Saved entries
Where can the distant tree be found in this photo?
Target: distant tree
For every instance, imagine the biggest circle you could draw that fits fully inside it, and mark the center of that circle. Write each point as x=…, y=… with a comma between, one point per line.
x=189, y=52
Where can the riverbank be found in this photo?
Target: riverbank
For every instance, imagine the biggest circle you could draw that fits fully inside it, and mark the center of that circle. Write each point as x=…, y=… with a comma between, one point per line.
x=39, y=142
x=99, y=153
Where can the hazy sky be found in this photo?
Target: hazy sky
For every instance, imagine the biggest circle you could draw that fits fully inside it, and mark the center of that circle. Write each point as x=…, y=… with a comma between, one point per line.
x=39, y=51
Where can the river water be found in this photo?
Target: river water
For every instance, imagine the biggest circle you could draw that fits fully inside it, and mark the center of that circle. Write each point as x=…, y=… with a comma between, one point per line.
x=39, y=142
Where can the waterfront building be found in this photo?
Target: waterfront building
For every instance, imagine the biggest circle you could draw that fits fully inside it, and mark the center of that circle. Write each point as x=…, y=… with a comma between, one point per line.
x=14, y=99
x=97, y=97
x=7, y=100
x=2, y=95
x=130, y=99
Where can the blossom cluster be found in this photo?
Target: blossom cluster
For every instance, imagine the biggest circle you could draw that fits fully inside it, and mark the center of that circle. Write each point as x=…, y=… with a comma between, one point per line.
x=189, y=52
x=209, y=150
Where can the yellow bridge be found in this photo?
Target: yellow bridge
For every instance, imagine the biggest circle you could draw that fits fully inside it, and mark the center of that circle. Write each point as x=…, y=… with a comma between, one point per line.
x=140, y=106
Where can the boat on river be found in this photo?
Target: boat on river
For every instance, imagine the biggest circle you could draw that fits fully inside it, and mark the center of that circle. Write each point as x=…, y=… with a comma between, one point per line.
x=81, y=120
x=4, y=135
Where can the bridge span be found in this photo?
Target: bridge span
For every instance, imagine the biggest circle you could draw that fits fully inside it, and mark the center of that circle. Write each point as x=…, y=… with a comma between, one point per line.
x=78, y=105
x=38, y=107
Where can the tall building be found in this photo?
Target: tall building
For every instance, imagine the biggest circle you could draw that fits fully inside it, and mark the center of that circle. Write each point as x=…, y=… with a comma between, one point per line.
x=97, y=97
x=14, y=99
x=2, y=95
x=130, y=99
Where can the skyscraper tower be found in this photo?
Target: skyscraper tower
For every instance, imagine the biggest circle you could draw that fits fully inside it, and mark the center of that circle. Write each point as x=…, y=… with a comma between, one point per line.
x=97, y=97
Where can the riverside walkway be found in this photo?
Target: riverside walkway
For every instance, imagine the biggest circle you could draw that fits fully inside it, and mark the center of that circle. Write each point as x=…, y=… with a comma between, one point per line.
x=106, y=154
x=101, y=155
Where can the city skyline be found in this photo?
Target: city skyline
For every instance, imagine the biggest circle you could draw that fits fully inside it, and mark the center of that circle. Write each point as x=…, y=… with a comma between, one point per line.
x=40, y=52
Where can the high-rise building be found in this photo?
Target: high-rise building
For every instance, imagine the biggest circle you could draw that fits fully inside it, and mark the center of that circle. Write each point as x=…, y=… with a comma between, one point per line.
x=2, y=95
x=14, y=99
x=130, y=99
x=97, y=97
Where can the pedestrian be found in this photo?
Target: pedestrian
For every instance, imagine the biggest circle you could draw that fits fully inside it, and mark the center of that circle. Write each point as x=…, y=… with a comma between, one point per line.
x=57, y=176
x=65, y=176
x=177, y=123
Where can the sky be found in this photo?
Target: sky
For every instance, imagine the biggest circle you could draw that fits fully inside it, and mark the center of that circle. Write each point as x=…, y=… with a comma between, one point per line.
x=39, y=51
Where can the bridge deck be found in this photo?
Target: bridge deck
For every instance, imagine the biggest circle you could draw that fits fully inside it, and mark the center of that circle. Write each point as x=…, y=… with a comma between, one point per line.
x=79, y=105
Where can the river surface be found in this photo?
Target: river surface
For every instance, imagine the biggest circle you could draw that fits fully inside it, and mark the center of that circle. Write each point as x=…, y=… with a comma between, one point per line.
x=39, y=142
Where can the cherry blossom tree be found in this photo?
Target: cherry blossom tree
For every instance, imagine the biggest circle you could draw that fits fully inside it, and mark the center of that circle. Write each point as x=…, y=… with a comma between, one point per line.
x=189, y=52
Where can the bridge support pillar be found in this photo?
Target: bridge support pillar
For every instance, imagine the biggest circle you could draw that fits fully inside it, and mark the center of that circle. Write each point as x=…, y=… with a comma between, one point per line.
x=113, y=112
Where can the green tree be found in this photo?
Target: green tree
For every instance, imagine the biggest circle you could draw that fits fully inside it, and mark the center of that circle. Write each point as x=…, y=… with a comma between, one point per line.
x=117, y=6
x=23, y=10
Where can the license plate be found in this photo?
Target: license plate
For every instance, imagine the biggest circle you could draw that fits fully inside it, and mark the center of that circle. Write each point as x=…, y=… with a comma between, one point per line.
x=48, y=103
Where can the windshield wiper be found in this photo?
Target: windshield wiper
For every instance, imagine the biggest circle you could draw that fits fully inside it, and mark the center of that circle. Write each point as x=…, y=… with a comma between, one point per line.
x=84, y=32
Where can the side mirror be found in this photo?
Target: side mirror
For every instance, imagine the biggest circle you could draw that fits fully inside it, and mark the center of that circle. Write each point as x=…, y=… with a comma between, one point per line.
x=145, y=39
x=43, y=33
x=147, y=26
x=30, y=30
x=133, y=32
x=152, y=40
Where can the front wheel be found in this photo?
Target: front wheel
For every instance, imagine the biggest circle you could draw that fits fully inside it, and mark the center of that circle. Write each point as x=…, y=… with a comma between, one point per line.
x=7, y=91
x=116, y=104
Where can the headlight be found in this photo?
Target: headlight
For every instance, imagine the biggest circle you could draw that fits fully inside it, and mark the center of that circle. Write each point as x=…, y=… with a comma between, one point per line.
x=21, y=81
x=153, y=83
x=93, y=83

- Task prompt: Extract every line of the material above and reproduce each one verbatim, in its original order.

- Exercise result:
Where can the distant tree be found in this photo?
Target: distant tree
For every instance, imagine the biggest circle you could draw that fits fully inside it, and mark the center of that circle. Write each point as x=…, y=… with a comma between, one point per line.
x=189, y=52
Where can the riverbank be found in this photo?
Target: riverbank
For every instance, imagine the biggest circle you could draw that fits fully inside it, and mark the center of that circle. Write each point as x=…, y=… with a comma between, one point per line.
x=39, y=142
x=99, y=153
Where can the hazy sky be found in this photo?
Target: hazy sky
For every instance, imagine the biggest circle you could draw that fits fully inside it, and mark the center of that circle. Write each point as x=…, y=… with a comma between, one point per line.
x=39, y=51
Where can the river water be found in this photo?
Target: river water
For every instance, imagine the biggest circle you could draw that fits fully inside it, and mark the center of that circle. Write each point as x=…, y=… with a comma between, one point per line.
x=39, y=142
Where can the waterfront building be found in this photo?
Target: waterfront building
For every instance, imagine the biggest circle you could draw that fits fully inside it, and mark the center of that circle. Write each point as x=…, y=… with a comma between, one point per line.
x=14, y=99
x=97, y=97
x=7, y=100
x=2, y=95
x=130, y=99
Where can the blossom cluster be found in this photo?
Target: blossom cluster
For every instance, imagine the biggest circle you could draw that fits fully inside it, and mark the center of that circle. Write each point as x=…, y=… with a comma between, one point per line.
x=189, y=52
x=209, y=150
Where can the yellow bridge be found in this photo?
Target: yellow bridge
For every instance, imagine the biggest circle you could draw that fits fully inside it, and mark the center of that circle. Write each point as x=…, y=… with a comma between, one point per line.
x=140, y=106
Where can the boat on river be found in this photo?
Target: boat on river
For every instance, imagine the biggest circle you could draw that fits fully inside it, and mark the center of that circle. Write each point as x=…, y=… with a comma between, one point per line.
x=81, y=120
x=4, y=135
Where can the bridge span be found in this photo?
Target: bridge span
For every instance, imagine the biggest circle you could draw that fits fully inside it, and mark the center of that circle. Write each point as x=…, y=… with a comma between, one point per line.
x=78, y=105
x=38, y=107
Where can the tall building be found in this photo?
Target: tall building
For every instance, imagine the biggest circle you could draw that fits fully inside it, and mark the center of that circle. Write each point as x=…, y=… with a comma between, one point per line.
x=97, y=97
x=14, y=99
x=2, y=95
x=130, y=99
Where can the skyscraper tower be found in this photo?
Target: skyscraper tower
For every instance, imagine the biggest circle you could draw that fits fully inside it, and mark the center of that circle. Write each point as x=…, y=… with a comma between, one point per line.
x=97, y=97
Where can the riverside walkway be found in this photo?
Target: riverside walkway
For every instance, imagine the biggest circle you could draw that fits fully inside it, and mark the center of that circle. Write each point as x=…, y=… with a comma between, one point per line.
x=106, y=154
x=101, y=155
Where can the city skyline be found in this photo?
Target: city skyline
For every instance, imagine the biggest circle you could draw that fits fully inside it, and mark the center of that circle. Write each point as x=…, y=… with a comma between, one point per line.
x=40, y=52
Where can the high-rise building be found in this photo?
Target: high-rise building
For every instance, imagine the biggest circle you could draw that fits fully inside it, and mark the center of that circle. Write each point as x=…, y=… with a comma between, one point per line.
x=2, y=95
x=14, y=99
x=130, y=99
x=97, y=97
Where can the pedestrian be found in this photo?
Target: pedestrian
For every instance, imagine the biggest circle you could draw that fits fully inside it, and mark the center of that circle. Write each point as x=…, y=… with a comma between, one point per line.
x=57, y=176
x=65, y=176
x=177, y=123
Where can the sky be found in this photo?
Target: sky
For every instance, imagine the biggest circle you could draw that fits fully inside it, and mark the center of that circle. Write each point as x=…, y=… with a comma between, one point per line.
x=39, y=51
Where can the bridge deck be found in this photo?
Target: bridge deck
For every instance, imagine the biggest circle you could draw that fits fully inside it, and mark the center of that circle. Write each point as x=…, y=… with a comma between, one point per line.
x=79, y=105
Where can the river surface be found in this photo?
Target: river surface
For every instance, imagine the biggest circle you could draw that fits fully inside it, and mark the center of that circle. Write each point as x=…, y=… with a comma between, one point per line.
x=39, y=142
Where can the cherry blossom tree be found in this photo?
Target: cherry blossom tree
For every instance, imagine the biggest circle you could draw that fits fully inside it, and mark the center of that circle. Write each point as x=…, y=… with a comma between, one point per line.
x=189, y=52
Where can the bridge support pillar be found in this photo?
Target: bridge support pillar
For every instance, imagine the biggest circle you could draw that fits fully inside it, and mark the center of that circle. Write each point as x=…, y=… with a comma between, one point per line.
x=113, y=112
Where can the green tree be found in this photo?
Target: green tree
For every instance, imagine the biggest circle you could draw that fits fully inside it, and mark the center of that circle. Write each point as x=…, y=… with a comma between, one point per line.
x=117, y=6
x=23, y=10
Where can the license plate be found in this photo?
Target: license plate
For every instance, imagine the biggest circle you could draw that fits fully inside it, and mark the center of that circle. Write each point as x=…, y=… with a comma between, one point per line.
x=48, y=103
Where can the windshield wiper be found in this photo?
Target: windshield wiper
For every instance, imagine the biggest circle you could draw that fits fully inside it, and mark the center of that circle. Write each point as x=…, y=… with a comma between, one point per line.
x=84, y=32
Where can the side mirror be found in this photo?
Target: side mirror
For every instance, imagine the biggest circle you could draw that fits fully inside it, and mark the center of that circle. Write each point as x=…, y=… with a comma between, one point per line.
x=145, y=39
x=43, y=33
x=147, y=26
x=30, y=30
x=133, y=32
x=152, y=40
Where can the front wheel be found in this photo?
Target: front wheel
For every instance, imagine the biggest circle you could draw that fits fully inside it, and mark the center of that circle. Write each point as x=…, y=… with a comma between, one point per line.
x=7, y=91
x=116, y=104
Where can the headlight be found in this photo?
Target: headlight
For every instance, imagine the biggest circle you could draw that fits fully inside it, and mark the center of that circle. Write each point as x=…, y=… with a comma between, one point per line.
x=21, y=81
x=153, y=83
x=93, y=83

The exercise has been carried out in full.